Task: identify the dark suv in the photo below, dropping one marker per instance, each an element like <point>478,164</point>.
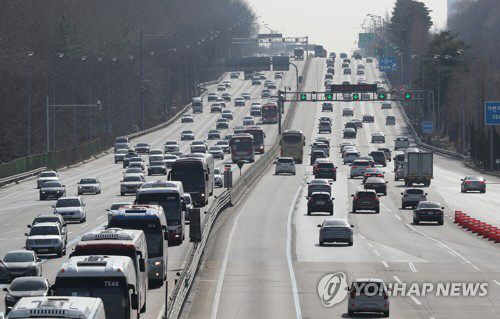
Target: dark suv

•••••

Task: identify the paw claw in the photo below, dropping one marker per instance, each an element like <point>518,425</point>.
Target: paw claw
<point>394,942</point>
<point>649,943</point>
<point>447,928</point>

•••••

# [Exercise brief]
Rewrite everything in the listing from the line containing "Task: identify the dark" down to the line containing "Target: dark suv", putting "red truck" wherever "dark suv" appears and keeping all else the same. Leave the pictures out of your answer.

# [Result]
Task: identify the red truck in the photo below, dropping one marker per instance, each an element like <point>478,164</point>.
Target: red truck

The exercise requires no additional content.